_DATA SHOWN_:

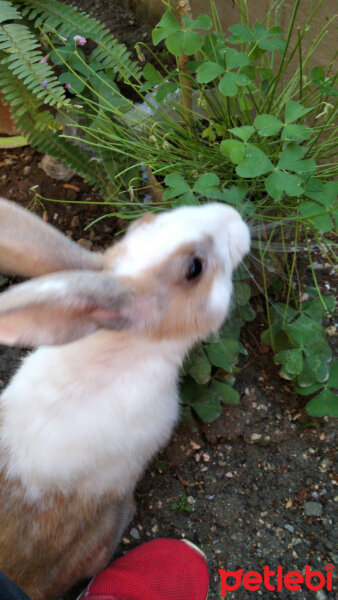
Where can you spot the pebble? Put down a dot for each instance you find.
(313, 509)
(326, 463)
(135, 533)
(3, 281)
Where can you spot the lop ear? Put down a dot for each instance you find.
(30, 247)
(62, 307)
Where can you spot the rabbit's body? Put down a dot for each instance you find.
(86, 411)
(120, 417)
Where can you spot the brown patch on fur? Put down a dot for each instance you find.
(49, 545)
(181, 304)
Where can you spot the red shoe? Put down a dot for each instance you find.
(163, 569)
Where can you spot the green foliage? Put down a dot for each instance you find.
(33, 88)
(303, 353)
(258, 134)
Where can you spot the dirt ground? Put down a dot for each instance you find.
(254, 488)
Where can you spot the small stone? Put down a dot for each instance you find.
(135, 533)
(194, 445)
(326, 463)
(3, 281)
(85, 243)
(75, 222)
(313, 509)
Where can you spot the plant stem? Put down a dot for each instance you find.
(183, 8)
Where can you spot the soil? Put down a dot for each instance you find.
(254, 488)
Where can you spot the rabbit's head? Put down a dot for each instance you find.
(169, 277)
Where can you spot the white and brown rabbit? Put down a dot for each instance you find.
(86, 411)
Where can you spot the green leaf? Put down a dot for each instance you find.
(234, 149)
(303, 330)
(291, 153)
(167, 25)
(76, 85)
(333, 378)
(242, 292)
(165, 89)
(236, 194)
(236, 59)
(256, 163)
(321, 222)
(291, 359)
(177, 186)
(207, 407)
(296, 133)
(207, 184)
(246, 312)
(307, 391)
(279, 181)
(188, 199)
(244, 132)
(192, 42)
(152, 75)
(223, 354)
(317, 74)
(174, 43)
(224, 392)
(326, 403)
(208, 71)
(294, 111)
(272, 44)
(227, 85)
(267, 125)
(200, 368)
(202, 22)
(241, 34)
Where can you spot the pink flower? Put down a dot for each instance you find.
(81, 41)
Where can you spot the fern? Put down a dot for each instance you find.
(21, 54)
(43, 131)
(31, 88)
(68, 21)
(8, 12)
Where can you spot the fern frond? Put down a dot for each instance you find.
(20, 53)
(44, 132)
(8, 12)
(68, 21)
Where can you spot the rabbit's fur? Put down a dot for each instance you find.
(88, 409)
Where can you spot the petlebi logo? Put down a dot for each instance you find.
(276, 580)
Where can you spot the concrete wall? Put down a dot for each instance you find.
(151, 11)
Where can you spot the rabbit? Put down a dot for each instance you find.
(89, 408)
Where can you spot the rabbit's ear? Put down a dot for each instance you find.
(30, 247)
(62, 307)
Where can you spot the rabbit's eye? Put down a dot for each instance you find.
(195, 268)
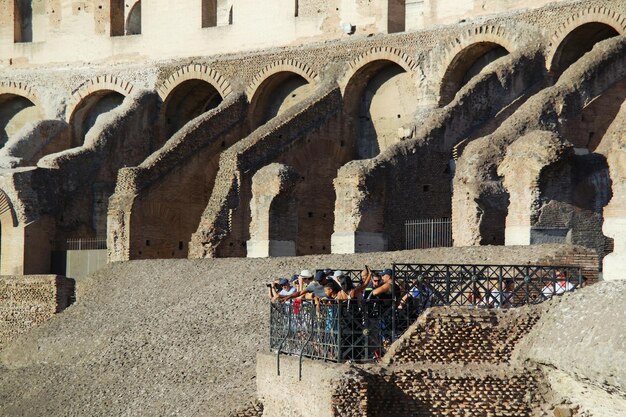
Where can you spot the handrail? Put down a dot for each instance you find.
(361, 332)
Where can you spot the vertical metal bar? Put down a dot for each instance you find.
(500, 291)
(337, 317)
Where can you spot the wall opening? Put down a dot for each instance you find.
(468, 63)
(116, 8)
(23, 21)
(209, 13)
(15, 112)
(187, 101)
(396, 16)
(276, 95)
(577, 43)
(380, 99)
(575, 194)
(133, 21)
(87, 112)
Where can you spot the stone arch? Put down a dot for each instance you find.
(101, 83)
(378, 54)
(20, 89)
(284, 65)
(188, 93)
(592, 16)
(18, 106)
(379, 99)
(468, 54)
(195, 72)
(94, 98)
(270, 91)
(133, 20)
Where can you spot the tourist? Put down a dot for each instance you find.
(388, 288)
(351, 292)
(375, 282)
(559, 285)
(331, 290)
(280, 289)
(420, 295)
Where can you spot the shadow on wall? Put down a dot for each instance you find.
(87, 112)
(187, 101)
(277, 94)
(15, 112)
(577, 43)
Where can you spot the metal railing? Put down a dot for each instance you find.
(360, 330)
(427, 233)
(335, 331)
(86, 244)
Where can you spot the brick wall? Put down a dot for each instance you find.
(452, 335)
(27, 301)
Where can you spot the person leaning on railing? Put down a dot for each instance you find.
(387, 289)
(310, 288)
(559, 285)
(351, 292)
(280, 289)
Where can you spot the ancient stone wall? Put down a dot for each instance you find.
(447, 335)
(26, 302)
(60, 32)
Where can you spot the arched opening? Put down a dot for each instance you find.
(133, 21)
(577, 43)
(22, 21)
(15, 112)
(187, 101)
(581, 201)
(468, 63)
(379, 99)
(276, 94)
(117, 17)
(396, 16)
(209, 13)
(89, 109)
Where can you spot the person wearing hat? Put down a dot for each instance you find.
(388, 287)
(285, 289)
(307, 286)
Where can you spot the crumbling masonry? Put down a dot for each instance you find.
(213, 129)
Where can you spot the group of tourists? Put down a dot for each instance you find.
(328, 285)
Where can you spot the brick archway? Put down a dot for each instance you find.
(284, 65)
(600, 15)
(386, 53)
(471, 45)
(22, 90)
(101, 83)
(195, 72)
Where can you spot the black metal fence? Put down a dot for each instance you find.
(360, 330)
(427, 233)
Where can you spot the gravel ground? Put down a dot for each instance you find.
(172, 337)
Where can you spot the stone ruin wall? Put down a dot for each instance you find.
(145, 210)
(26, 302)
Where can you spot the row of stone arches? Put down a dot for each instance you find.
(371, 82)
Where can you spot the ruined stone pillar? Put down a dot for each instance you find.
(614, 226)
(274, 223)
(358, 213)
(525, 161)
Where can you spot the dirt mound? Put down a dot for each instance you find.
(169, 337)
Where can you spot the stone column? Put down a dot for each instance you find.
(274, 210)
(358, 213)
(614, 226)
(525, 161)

--

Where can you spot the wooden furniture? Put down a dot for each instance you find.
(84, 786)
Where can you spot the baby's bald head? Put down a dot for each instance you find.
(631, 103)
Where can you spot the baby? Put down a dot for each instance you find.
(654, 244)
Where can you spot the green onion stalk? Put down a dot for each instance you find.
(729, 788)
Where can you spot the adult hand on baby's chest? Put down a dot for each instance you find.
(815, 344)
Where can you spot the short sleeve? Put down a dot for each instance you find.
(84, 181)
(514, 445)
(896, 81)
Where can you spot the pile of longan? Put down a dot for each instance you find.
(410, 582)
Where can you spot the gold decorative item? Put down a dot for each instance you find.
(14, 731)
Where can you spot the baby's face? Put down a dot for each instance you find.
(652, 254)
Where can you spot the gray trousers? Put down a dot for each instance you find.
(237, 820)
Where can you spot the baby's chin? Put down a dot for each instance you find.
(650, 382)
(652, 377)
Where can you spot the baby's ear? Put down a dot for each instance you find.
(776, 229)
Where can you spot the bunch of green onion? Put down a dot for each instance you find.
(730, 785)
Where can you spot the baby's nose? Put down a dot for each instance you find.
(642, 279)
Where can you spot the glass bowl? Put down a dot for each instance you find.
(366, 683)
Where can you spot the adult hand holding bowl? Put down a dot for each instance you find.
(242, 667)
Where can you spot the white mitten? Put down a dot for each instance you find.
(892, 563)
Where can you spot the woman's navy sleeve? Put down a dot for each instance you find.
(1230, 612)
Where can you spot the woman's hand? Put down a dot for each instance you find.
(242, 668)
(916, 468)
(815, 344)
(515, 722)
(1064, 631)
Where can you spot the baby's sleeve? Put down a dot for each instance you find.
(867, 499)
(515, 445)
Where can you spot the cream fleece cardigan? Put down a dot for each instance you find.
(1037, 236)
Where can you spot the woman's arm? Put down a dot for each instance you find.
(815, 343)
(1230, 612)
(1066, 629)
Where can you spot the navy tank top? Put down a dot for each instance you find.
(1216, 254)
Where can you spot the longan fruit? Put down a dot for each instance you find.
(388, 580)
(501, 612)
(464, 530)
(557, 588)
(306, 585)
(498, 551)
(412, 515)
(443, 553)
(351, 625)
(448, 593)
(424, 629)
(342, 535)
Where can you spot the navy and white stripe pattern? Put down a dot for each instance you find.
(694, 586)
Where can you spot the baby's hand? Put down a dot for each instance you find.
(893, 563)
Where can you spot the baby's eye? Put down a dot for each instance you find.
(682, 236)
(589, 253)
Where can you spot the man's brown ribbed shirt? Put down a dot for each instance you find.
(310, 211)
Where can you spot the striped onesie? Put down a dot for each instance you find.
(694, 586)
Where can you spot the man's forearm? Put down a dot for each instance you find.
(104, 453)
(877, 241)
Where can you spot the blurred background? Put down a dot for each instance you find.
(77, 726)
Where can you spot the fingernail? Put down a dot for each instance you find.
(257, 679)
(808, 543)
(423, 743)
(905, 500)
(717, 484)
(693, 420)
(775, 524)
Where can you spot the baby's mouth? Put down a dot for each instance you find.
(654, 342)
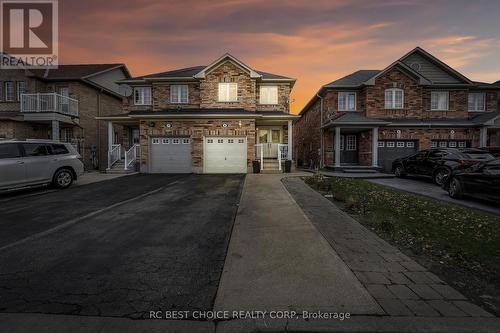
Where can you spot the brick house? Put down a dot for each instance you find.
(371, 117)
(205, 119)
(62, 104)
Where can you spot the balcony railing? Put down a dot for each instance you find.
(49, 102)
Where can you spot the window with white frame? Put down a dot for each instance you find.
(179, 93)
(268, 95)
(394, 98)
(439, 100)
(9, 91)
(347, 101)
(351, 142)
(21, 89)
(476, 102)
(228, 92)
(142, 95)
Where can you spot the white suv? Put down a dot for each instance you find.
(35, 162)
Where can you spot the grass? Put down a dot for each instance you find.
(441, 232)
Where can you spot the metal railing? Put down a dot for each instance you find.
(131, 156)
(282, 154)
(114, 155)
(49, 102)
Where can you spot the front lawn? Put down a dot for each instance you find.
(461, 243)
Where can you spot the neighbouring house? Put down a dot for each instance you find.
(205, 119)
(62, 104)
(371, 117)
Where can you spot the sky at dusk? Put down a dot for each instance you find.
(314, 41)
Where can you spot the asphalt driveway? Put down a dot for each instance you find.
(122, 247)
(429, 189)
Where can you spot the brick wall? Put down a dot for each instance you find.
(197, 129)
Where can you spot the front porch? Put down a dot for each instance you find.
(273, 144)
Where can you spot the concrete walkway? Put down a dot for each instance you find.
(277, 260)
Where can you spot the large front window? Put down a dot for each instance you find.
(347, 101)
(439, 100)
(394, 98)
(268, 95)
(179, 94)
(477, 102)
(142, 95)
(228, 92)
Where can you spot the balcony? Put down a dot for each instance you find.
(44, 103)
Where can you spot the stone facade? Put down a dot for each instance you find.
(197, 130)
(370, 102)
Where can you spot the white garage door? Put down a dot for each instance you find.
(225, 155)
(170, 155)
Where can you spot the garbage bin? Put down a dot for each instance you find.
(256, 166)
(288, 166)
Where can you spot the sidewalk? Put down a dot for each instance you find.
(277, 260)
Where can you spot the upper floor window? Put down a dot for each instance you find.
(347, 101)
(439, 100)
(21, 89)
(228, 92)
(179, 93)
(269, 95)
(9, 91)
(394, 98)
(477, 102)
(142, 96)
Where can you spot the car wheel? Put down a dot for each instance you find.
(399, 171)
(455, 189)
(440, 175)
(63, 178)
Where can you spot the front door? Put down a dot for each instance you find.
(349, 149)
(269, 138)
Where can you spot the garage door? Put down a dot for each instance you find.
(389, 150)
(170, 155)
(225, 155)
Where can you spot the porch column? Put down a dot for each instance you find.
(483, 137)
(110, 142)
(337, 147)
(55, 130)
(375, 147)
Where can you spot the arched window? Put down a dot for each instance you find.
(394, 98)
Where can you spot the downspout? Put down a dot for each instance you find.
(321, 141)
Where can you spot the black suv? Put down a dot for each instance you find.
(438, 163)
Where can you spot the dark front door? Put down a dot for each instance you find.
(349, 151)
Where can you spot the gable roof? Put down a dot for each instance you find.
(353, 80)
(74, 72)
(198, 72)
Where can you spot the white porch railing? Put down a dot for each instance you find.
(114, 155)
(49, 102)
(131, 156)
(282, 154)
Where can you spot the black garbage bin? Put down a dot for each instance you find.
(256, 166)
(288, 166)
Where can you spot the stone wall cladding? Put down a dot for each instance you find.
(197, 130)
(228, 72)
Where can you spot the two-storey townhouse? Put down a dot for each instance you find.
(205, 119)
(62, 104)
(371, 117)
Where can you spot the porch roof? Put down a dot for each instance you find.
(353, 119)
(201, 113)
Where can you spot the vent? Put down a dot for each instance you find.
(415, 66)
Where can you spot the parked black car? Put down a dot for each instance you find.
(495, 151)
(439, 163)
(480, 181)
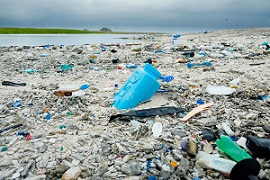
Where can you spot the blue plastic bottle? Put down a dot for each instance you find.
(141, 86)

--

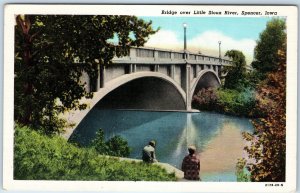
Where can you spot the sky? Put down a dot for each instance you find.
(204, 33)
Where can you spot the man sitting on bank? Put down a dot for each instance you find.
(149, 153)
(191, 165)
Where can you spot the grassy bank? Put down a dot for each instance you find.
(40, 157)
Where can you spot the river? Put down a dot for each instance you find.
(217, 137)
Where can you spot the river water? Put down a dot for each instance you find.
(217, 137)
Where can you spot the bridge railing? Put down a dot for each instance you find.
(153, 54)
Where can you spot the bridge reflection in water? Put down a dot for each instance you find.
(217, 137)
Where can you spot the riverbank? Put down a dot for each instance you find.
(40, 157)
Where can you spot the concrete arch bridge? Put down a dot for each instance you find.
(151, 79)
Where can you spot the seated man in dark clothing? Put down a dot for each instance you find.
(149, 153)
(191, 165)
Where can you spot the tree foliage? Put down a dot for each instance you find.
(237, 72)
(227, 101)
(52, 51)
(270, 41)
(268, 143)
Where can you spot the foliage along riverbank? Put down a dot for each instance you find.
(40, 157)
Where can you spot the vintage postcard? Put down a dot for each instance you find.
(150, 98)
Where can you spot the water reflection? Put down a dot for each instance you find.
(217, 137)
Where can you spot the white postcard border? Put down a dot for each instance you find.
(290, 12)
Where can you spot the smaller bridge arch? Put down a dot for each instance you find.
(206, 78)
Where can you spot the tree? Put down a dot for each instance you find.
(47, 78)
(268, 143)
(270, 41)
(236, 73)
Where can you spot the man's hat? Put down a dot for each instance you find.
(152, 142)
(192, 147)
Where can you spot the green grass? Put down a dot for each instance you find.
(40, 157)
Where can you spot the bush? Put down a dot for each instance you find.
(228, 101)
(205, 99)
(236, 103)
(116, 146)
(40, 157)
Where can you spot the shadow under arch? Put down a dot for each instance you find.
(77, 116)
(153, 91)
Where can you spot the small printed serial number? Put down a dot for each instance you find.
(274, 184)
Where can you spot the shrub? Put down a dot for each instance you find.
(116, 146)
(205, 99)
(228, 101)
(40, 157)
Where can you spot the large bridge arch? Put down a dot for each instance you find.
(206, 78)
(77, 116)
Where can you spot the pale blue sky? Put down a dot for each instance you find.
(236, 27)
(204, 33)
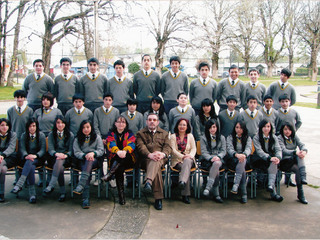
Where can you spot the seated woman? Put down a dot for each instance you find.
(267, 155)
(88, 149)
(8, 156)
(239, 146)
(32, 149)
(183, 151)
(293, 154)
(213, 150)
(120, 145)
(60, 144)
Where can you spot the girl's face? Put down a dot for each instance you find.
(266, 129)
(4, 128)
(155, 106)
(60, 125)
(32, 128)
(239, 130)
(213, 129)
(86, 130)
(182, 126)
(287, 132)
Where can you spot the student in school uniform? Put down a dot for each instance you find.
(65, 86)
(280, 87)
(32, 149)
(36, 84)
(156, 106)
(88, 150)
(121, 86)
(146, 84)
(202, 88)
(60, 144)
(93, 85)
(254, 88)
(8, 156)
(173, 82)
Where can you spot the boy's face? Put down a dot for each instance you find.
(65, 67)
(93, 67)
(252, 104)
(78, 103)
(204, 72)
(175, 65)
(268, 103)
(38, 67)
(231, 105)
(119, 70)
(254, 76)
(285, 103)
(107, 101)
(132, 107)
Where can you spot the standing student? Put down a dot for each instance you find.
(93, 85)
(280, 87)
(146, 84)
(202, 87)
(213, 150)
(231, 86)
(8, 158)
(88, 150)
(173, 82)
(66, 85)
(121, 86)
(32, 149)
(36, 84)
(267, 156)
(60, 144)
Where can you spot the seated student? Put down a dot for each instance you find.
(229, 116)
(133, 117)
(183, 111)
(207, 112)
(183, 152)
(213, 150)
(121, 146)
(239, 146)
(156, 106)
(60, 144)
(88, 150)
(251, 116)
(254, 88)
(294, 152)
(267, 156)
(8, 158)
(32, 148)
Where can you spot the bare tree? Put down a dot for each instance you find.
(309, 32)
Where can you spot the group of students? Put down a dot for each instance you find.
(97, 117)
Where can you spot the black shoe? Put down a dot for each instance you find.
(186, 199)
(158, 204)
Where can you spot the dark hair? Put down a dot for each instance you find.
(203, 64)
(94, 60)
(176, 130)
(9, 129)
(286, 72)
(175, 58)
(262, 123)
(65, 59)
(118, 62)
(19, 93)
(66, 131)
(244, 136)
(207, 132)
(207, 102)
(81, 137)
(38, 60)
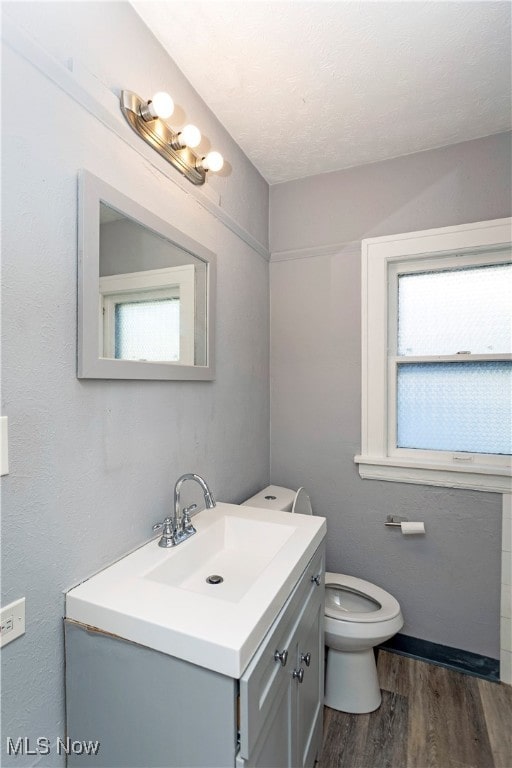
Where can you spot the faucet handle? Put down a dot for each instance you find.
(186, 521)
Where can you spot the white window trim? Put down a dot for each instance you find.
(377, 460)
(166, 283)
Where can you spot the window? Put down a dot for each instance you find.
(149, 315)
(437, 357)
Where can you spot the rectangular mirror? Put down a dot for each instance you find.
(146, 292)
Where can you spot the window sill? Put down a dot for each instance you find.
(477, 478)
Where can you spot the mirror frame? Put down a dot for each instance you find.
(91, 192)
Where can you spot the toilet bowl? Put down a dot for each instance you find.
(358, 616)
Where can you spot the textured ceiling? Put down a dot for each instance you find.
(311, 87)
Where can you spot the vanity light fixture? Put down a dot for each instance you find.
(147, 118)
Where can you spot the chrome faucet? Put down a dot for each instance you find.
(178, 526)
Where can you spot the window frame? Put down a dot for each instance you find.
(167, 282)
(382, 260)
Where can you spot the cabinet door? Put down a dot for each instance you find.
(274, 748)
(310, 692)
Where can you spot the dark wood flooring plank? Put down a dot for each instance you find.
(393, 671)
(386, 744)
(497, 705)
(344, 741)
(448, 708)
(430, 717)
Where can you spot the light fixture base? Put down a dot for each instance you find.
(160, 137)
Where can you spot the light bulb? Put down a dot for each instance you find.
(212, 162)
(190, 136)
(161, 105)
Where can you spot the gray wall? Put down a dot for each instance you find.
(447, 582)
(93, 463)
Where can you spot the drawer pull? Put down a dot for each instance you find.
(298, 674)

_WHAT TO PRODUCE_:
List every line in the records above that contains the word "dirt", copying each one in full.

_PROBLEM SOLUTION_:
Where can you spot the dirt ground? Put down a dot for each instance you find.
Where can you spot the dirt mound? Put down a dot for each instance you find.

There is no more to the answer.